What you will do = Pull out each line of the material below that contains the string "helmet". Case matters.

Start

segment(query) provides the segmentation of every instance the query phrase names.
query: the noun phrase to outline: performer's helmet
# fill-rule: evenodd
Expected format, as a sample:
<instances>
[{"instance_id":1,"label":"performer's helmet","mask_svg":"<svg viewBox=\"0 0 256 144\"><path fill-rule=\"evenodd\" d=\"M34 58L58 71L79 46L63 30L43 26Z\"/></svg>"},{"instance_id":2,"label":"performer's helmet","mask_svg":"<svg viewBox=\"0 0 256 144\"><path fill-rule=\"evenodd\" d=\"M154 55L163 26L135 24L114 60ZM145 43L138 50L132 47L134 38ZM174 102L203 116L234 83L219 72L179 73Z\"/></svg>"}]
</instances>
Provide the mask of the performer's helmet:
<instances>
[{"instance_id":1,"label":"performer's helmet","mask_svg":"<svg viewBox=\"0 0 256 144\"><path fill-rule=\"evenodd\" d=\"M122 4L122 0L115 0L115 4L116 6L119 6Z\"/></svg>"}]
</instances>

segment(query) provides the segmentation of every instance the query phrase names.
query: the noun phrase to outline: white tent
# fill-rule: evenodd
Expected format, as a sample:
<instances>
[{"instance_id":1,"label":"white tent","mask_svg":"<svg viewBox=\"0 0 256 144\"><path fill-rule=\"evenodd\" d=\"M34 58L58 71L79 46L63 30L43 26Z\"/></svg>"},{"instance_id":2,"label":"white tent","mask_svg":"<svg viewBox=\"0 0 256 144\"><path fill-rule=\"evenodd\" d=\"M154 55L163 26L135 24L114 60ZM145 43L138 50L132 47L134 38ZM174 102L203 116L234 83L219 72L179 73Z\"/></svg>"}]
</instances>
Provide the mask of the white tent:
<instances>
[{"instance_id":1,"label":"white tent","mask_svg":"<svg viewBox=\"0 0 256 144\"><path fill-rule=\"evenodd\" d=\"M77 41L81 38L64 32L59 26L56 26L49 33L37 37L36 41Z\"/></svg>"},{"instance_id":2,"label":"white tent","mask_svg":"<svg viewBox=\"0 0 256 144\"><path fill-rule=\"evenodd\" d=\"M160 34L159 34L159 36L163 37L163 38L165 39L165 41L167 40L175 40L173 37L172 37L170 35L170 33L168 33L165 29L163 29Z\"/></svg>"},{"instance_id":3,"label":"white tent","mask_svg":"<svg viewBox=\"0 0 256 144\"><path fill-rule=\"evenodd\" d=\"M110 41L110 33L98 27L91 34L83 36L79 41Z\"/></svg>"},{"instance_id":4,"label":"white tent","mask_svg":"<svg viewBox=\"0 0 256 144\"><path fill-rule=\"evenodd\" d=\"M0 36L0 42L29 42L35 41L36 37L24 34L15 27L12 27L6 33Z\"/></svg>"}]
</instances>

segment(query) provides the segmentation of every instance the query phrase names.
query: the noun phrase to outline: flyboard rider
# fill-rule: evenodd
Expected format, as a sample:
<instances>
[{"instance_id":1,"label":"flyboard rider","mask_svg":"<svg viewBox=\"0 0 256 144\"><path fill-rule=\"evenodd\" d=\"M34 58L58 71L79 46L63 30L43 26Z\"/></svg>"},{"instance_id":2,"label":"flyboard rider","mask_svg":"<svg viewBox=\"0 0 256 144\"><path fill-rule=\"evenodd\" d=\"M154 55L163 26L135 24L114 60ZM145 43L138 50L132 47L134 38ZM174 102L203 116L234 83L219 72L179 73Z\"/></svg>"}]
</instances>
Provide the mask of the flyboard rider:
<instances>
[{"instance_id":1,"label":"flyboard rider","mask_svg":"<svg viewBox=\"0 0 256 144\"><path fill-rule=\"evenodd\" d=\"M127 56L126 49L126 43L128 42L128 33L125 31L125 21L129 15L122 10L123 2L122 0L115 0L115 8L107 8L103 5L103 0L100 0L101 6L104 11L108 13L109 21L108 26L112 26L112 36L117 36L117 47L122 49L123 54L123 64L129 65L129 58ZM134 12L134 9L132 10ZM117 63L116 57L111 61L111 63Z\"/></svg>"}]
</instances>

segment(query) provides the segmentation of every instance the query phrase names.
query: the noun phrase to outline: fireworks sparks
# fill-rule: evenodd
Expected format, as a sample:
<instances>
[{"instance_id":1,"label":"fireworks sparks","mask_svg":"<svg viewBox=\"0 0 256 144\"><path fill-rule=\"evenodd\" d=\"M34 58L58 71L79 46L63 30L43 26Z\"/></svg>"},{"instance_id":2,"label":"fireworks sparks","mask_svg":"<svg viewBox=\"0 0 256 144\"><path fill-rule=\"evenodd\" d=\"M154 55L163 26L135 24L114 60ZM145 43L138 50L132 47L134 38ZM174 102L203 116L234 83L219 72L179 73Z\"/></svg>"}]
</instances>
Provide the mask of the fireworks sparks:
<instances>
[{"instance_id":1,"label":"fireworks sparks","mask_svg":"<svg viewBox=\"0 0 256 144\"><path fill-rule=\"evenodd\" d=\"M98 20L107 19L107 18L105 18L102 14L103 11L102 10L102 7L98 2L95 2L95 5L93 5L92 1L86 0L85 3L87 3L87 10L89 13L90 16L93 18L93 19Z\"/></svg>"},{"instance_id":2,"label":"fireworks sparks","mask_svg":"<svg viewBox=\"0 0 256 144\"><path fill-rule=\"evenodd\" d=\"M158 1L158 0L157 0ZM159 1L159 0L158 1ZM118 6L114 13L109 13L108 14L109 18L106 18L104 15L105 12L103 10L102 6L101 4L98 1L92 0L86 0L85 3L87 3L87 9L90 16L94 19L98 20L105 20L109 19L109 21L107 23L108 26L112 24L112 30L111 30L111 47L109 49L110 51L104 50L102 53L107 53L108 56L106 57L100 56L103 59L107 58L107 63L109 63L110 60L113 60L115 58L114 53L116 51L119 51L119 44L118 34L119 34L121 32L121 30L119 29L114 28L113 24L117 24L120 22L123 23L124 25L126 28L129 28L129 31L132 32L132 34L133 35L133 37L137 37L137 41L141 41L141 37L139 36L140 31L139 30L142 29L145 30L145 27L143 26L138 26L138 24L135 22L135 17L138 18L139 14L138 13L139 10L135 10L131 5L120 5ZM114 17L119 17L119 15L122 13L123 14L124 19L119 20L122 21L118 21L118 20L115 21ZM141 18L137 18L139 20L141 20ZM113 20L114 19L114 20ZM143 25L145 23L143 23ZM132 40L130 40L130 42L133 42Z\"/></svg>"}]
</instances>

End

Result for this task =
query: the noun phrase to outline: performer's helmet
[{"instance_id":1,"label":"performer's helmet","mask_svg":"<svg viewBox=\"0 0 256 144\"><path fill-rule=\"evenodd\" d=\"M34 58L58 71L79 46L63 30L43 26Z\"/></svg>"},{"instance_id":2,"label":"performer's helmet","mask_svg":"<svg viewBox=\"0 0 256 144\"><path fill-rule=\"evenodd\" d=\"M154 55L163 26L135 24L114 60ZM145 43L138 50L132 47L134 38ZM174 102L203 116L234 83L219 72L179 73Z\"/></svg>"}]
Provide the mask of the performer's helmet:
[{"instance_id":1,"label":"performer's helmet","mask_svg":"<svg viewBox=\"0 0 256 144\"><path fill-rule=\"evenodd\" d=\"M122 4L122 0L115 0L115 4L116 6L119 6Z\"/></svg>"}]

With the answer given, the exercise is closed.